▸ Texte présenté:
* * * * * * * * *
Le graphique ci-dessus illustre le scénario extrême d’une utilisation massive de toutes les énergies accessibles. À l’horizon 2050, le parc hydraulique mondial est doublé pour atteindre 5 000 TWh (ce qui épuise pratiquement le potentiel mondial de l’hydraulique), les autres ENR dépassent 10 000 TWh (contre moins de 400 TWh aujourd’hui, ce qui suppose une reconfiguration des systèmes électriques pour intégrer ces énergies intermittentes), le parc nucléaire est multiplié par 5 pour atteindre près de 15 000 TWh (ce qui suppose l’ouverture de nombreuses mines d’uranium), et le charbon passe de 4 à 20 milliards de tonnes (soit 14 Gtep), ce qui est très peu « éthique » car seule une faible proportion du CO2 émis sera captée et séquestrée à cet horizon.
Au final, une croissance mondiale de la demande énergétique supposée à 1,6 % par an (tirée par une démographie en croissance de 0,9 % par an) arrive à une impasse peu après 2050… malgré donc des réserves de charbon supposées à 2 000 milliards de tonnes, soit 500 fois la consommation 2005.
* * * * * * * * *
▸ Exercices à faire:
**a.** D'après le texte présenté, répondez aux questions suivantes :
(i) Quelle production le parc hydraulique mondial atteint-il en 2050 ?
(ii) Quel taux annuel de croissance de la demande énergétique mondiale est supposé ?
(iii) À combien les réserves de charbon sont-elles supposées s'élever ?
**b.** Relevez toutes les sources d'énergie dont le texte présenté chiffre le niveau pour 2050.
* * * * * * * * *
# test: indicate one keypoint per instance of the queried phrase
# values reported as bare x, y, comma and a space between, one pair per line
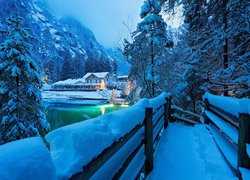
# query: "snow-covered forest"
74, 108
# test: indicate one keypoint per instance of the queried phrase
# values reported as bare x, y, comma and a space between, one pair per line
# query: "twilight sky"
104, 17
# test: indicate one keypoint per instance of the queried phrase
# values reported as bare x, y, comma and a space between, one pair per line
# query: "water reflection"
62, 115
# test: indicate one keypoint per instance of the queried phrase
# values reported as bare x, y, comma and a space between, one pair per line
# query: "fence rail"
154, 123
177, 113
235, 132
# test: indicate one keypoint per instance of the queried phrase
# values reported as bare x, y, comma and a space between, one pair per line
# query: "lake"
61, 115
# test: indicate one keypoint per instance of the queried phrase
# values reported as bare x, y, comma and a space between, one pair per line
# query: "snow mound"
248, 149
245, 173
231, 105
75, 145
26, 159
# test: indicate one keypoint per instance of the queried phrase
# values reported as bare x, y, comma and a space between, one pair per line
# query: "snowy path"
186, 152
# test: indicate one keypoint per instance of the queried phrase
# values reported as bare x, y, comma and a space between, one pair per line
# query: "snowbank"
26, 159
158, 101
229, 151
225, 127
248, 149
186, 152
245, 173
229, 104
75, 145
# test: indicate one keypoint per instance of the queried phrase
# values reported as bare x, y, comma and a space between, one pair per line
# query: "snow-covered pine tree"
149, 44
21, 114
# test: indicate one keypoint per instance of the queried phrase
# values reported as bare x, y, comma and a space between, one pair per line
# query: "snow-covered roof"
122, 77
99, 74
70, 81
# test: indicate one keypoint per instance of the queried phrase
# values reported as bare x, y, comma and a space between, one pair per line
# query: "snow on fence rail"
26, 159
177, 113
229, 122
116, 145
126, 149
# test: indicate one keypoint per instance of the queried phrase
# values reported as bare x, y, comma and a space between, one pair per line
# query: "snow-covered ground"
231, 105
26, 159
186, 152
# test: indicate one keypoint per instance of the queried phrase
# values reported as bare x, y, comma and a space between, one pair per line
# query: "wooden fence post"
149, 152
244, 138
206, 119
166, 113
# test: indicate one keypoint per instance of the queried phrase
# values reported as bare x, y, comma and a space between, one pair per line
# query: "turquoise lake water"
61, 115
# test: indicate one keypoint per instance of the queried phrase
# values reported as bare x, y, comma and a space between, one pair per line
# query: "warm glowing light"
103, 86
124, 105
103, 110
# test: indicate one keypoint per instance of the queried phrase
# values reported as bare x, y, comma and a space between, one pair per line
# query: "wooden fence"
154, 123
188, 117
232, 134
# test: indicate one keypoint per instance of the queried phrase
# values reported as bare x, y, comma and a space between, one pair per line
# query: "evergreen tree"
146, 52
21, 114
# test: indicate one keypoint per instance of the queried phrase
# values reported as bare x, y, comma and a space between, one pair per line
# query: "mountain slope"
59, 44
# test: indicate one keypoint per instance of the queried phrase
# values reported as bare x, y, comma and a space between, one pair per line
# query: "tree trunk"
152, 70
225, 48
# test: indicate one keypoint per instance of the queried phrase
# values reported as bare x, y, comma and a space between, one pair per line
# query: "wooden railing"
230, 132
147, 135
188, 117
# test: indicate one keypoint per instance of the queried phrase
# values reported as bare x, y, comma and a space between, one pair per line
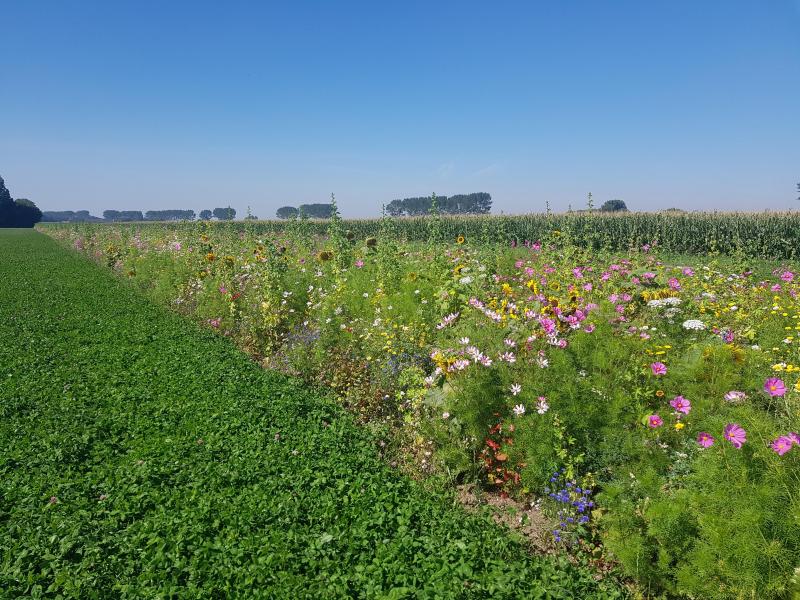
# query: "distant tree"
68, 216
395, 208
225, 214
169, 215
316, 211
613, 206
22, 213
123, 215
286, 212
479, 203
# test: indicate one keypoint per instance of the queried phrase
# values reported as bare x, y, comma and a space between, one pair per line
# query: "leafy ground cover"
649, 399
142, 457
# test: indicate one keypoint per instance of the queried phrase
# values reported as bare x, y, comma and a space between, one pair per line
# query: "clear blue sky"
148, 105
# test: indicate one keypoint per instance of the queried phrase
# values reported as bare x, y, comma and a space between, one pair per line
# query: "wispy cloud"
445, 170
487, 171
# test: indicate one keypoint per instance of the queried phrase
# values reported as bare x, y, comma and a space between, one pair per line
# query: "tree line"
17, 213
479, 203
122, 216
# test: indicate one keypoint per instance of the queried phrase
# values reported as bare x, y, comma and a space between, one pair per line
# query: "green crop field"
641, 392
143, 457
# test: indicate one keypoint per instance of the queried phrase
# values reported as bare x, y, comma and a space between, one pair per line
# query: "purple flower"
782, 445
681, 404
735, 435
706, 440
735, 396
774, 387
659, 368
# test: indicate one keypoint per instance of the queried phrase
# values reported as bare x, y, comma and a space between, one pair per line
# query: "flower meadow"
650, 401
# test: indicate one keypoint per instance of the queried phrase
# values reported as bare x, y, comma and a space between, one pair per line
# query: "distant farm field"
769, 235
143, 457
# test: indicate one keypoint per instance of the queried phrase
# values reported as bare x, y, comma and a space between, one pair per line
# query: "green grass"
218, 479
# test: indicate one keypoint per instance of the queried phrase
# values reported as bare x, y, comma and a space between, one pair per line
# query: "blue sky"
149, 105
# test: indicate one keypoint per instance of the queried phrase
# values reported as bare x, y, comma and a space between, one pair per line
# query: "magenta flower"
782, 445
681, 404
706, 440
774, 387
735, 435
659, 368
* * * * * * * * *
▸ Corrigé:
**a.**
(i) 5 000 TWh
(ii) 1,6 % par an
(iii) 2 000 milliards de tonnes

**b.** L'hydraulique, les autres ENR, le nucléaire, le charbon